··· EXTRAIT DU TEXTE ···

Ceci étant, on peut penser, comme l’indique Pierre Bourdieu, qu’il existe une corrélation entre certains facteurs sociaux, comme le niveau d’instruction, et le taux de non-réponses ou de réponses ’fantaisistes’, particulièrement quand les questions font appel à des pré-requis précis. Selon lui – et nos propres observations confirment ce point – il n’existe pratiquement pas de ’problème omnibus’, ‘de ’question qui ne soit réinterprétée en fonction des intérêts des gens à qui elle est posée’ 601 . Un des principaux effets pervers des sondages d’opinion est en effet de sommer les gens de répondre à des questions qu’ils ne se sont pas posées et qui ne se posent pas à eux‘. ’La première condition pour répondre adéquatement à une question politique’’ précise Pierre Bourdieu, ‘’est donc d’être capable de la constituer comme politique; la deuxième, l’ayant constituée comme politique, est d’être capable de lui appliquer des catégories proprement politiques qui peuvent être plus ou moins adéquates, plus ou moins raffinées, etc. Telles sont les conditions spécifiques de production des opinions, celles que l’enquête d’opinion suppose universellement et uniformément remplies avec le premier postulat selon lequel tout le monde peut avoir une opinion’ 602 . En effet, la ’compétence politique’ n’est pas la chose la mieux partagée du monde, puisque, sauf cas particulier (comme les militants, par exemple), elle est liée au niveau d’instruction. Il est donc clair que la probabilité d’avoir une opinion sur tous les problèmes nécessitant d’avoir un savoir politique est finalement assez faible.

··· DONNÉES FOURNIES ···

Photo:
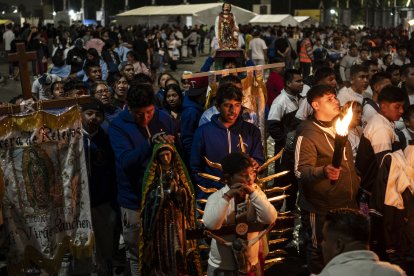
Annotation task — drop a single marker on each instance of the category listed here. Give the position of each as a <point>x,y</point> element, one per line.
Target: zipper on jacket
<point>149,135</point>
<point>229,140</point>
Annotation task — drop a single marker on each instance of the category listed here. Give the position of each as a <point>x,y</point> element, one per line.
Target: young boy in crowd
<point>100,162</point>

···
··· DONNÉES FOURNIES ···

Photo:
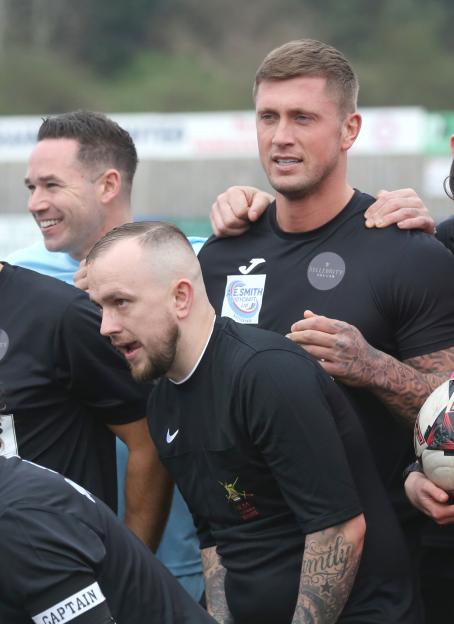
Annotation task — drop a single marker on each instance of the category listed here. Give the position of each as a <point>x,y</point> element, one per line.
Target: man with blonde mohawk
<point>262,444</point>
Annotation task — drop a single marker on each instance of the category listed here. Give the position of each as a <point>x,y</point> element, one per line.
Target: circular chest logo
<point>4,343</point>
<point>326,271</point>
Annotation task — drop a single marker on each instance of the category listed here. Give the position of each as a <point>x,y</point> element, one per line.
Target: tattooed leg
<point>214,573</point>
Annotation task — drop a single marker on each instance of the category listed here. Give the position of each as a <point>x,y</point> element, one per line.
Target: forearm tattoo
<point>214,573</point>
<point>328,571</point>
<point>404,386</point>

···

## OBJECTIF ÉNONCÉ
D'après l'extrait sur les sondages d'opinion, à quoi la compétence politique est-elle liée, hors cas particulier ? La liste n'a aucun lien avec l'extrait.

## RÉPONSE ATTENDUE
Elle est liée au niveau d'instruction.